Records supplied Start Marker

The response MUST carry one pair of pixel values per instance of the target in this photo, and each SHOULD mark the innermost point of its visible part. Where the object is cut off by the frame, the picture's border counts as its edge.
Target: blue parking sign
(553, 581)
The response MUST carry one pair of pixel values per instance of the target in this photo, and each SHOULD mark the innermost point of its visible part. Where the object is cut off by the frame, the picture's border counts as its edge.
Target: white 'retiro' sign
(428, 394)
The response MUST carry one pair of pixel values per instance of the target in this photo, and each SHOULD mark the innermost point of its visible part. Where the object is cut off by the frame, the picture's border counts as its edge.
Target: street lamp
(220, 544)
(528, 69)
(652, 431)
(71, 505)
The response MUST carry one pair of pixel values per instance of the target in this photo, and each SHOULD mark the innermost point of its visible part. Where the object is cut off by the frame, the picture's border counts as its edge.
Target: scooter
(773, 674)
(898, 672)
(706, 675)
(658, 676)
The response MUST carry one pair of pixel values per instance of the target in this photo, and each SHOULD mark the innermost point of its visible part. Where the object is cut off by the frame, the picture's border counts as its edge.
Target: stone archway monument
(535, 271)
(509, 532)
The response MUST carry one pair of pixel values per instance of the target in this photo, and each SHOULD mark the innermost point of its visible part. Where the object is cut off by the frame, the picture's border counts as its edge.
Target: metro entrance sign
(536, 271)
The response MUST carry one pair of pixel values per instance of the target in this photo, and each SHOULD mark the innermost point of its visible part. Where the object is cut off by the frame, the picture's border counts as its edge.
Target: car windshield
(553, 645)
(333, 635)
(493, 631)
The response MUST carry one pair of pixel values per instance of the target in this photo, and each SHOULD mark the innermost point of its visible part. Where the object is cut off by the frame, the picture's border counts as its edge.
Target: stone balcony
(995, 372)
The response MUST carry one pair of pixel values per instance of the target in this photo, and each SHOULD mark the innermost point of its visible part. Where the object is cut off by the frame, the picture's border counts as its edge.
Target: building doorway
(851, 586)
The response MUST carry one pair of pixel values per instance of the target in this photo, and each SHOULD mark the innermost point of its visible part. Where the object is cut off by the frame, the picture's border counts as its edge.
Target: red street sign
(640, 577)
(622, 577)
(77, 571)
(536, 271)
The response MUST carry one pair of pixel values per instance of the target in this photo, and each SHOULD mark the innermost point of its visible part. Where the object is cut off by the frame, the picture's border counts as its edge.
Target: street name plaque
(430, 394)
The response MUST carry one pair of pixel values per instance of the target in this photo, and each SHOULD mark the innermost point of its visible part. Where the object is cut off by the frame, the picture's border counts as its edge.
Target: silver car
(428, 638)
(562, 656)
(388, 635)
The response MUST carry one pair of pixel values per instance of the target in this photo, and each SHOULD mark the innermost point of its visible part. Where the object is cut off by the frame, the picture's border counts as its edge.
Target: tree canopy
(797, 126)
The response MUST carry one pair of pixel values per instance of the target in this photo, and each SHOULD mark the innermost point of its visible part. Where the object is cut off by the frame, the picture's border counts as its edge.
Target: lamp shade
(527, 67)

Records supplied End Marker

Work required:
From the data above, extract every line in its exact form.

Response below:
The response MUST carry one pair of pixel values per instance of the target in this photo, and each SHOULD mark the innermost point of its visible part. Where the object is cut off by the frame, the picture's border counts as its edge.
Target: blue parking sign
(553, 581)
The response MUST carry one pair of pixel values per instance of the target in this photo, and each SHOULD mark the innermost point of its visible part. Where the object is cut off by the frame, the picture's border counts as its edge.
Target: white 'retiro' sign
(428, 394)
The response MUST carry one pair of pixel values per instance of the target in this photo, and each SHOULD mark the innermost point of its visible part. Where the object is cut off by the frame, the picture's border counts as its edge.
Target: street lamp
(220, 544)
(528, 69)
(652, 431)
(71, 505)
The response MUST carry one pair of pixel values per instance of the target in this photo, and each SHOULD mark the innermost point of its visible part. Where the object is cut off by the frame, the picture's border counts as its edge.
Target: scooter
(773, 674)
(898, 672)
(706, 675)
(658, 676)
The response MUST carry one pair of pixel values per instance of the target in this photo, and each SHOULD mark the innermost point of its visible part. Where the object is cut off by the frame, the picture's border counts as its edge.
Target: stone archway monument
(535, 271)
(509, 532)
The response MUST carry one pair of pixel values per instance of the target in this photo, and each SHOULD mark the innermost point of its visible part. Where the object is cut off by the frame, the picture's border counts as its edge.
Target: metro entrance sign
(536, 271)
The response MUST carry one pair of pixel values per instance of the target in this photo, and each SHOULD mark the innermost point of its visible part. Where the object is cut off by the frame, the picture's border counts as its edge.
Target: car windshield
(553, 645)
(333, 635)
(493, 631)
The response MUST carry one pair of pixel values per instance of the target in this photo, and each SHOULD mark the innermost point of its visible part. Where the object is cut off by the frame, the picture's border counts as its edge.
Target: stone balcony
(995, 372)
The response MUST carry one pair of pixel values per instance of the target in this photo, and each SHOULD mark the innermost point of its visible part. Where the object is cut off by the frame, the picture's border counts as its edge.
Target: building doorway
(851, 586)
The response MUST carry one pair of pixel values per instance of the target in this photo, and each SHOULD mark the innermost point of its visible part. Where the object is cut off by the frame, the picture's border counts as its edge.
Target: red street sign
(640, 577)
(622, 577)
(77, 571)
(536, 271)
The response MUST carry one pair of pixel values per instance of the target in this photo, and each SHOULD mark the innermost point of its visible part. Where the object is cut off by the frame, the picture's border counts as its edge.
Target: street name plaque
(430, 394)
The response MUST carry one pair of pixel values per instance of the target in this photo, and each SHOULD mark the innermost point of its visible part. Where the object is cut off by the frame, the picture's border counts as its edge.
Target: silver car
(428, 638)
(562, 656)
(388, 635)
The response MUST carry one pair of pixel values per instance of the target in this photo, and each SHOULD mark the innermost point of its visible part. Where the object is cut off by the frame, the picture's border counts as its edge.
Target: tree canopy
(797, 126)
The response MUST carry one pair of pixel values per instance of the target in this photo, and each SHOULD mark the innermost point of its visible part. Where the object is cut off by the frame, the picture's border counts as its edge.
Target: lamp shade
(527, 67)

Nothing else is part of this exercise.